[Start Passage]
Minimizing False-Positive Attributions in Explanations of Non-Linear Models¶

Conference: NeurIPS 2025 arXiv: 2505.11210 Code: GitHub Area: Explainable AI / Interpretability Keywords: XAI, suppressor variables, local explanations, generative explanation, LIME

TL;DR¶

This paper proposes PatternLocal to address false-positive attributions caused by suppressor variables in XAI explanations of non-linear models. The method converts local discriminative surrogate weights into a generative representation, and significantly reduces false-positive feature attributions on three datasets: the XAI-TRIS benchmark, MRI artificial lesions, and EEG motor imagery.

Background & Motivation¶

Background: XAI methods such as LIME, KernelSHAP, and gradient-based approaches are widely used to explain the decision-making process of black-box models, and are particularly critical in high-stakes domains such as healthcare and finance.

Limitations of Prior Work: Existing studies have demonstrated that mainstream XAI methods including LIME and SHAP assign importance weights to suppressor variables — variables that influence model predictions but have no direct statistical dependence on the target variable. For example, when a model predicts epilepsy by exploiting noise probes in irrelevant brain regions, XAI methods may erroneously flag those regions as important.

Key Challenge: The Pattern method for linear models can distinguish discriminative weights from generative activation patterns to eliminate suppressor variable effects, but this method and its deep network extensions (PatternNet/PatternAttribution) perform poorly in non-linear settings and cannot effectively handle suppressor variables in local non-linear explanations.
[End Passage]
» **Instructions**
• a. List each line of the records that contains the string "board", copying every such line in full; a match must agree in case.
• b. Extend the summary of the paper on false-positive attributions with the passage that comes next after its final sentence.
[Start Provided entries]
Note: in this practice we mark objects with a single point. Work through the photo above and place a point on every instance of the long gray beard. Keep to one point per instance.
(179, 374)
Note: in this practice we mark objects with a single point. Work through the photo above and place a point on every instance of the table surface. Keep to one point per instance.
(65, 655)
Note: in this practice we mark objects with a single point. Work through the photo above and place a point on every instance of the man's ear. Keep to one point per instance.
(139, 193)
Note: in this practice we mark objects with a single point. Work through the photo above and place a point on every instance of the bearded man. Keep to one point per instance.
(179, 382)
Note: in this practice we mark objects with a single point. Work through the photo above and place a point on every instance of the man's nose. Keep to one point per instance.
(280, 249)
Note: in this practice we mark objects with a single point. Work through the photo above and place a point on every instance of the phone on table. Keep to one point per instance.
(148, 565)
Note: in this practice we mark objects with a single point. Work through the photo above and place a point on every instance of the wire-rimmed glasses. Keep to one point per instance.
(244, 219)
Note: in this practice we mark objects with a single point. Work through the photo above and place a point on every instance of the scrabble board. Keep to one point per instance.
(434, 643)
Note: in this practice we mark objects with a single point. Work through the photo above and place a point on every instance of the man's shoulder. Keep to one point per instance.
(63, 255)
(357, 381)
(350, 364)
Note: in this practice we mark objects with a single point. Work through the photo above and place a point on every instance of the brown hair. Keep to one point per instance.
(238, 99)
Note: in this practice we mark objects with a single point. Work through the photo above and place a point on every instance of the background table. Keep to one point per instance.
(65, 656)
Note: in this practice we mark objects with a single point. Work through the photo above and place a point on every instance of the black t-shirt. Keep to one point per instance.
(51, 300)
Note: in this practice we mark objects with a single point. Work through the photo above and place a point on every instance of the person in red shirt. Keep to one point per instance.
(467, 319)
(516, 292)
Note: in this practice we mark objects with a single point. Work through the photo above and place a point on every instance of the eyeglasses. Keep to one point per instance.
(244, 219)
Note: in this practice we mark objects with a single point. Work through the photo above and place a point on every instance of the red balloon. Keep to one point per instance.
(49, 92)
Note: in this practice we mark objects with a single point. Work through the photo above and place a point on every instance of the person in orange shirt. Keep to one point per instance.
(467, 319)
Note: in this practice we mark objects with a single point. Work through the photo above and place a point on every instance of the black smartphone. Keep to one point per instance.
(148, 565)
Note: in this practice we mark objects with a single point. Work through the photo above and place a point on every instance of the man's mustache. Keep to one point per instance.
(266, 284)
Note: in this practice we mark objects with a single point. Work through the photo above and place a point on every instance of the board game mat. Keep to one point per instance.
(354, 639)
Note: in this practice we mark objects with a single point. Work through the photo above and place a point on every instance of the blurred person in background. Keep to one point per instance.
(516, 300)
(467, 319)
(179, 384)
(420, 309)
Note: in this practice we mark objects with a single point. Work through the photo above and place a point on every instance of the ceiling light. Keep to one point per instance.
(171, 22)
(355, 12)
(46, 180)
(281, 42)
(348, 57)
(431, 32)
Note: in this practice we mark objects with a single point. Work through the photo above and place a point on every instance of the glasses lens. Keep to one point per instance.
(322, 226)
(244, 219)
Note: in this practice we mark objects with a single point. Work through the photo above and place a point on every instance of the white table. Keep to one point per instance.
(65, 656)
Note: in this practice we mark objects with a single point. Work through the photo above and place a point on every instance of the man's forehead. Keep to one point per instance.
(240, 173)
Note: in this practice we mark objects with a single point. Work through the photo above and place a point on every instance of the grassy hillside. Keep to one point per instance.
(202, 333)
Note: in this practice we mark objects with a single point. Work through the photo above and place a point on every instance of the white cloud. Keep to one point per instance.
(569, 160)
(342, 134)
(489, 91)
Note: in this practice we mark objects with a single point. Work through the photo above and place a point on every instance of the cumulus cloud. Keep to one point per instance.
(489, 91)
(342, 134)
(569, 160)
[End Provided entries]
» **Per-task outputs**
• a.
Note: in this practice we mark objects with a single point. Work through the photo above and place a point on every instance of the scrabble board. Keep to one point per instance.
Note: in this practice we mark objects with a single point. Work through the photo above and place a point on every instance of the board game mat. Keep to one point per instance.

• b.
Goal: Extend suppressor variable suppression from globally linear models to local explanations of non-linear models, addressing instance-level false-positive attribution.

Key Insight: Local linear surrogate weights are first obtained via LIME, KernelSHAP, or gradient methods, and then converted from discriminative weights to a generative representation through a data-driven forward model.

Core Idea: Building on local linear surrogates produced by methods such as LIME, the discriminative weights are converted into generative activation patterns (Patterns) via kernel-weighted regression, thereby naturally eliminating the influence of suppressor variables.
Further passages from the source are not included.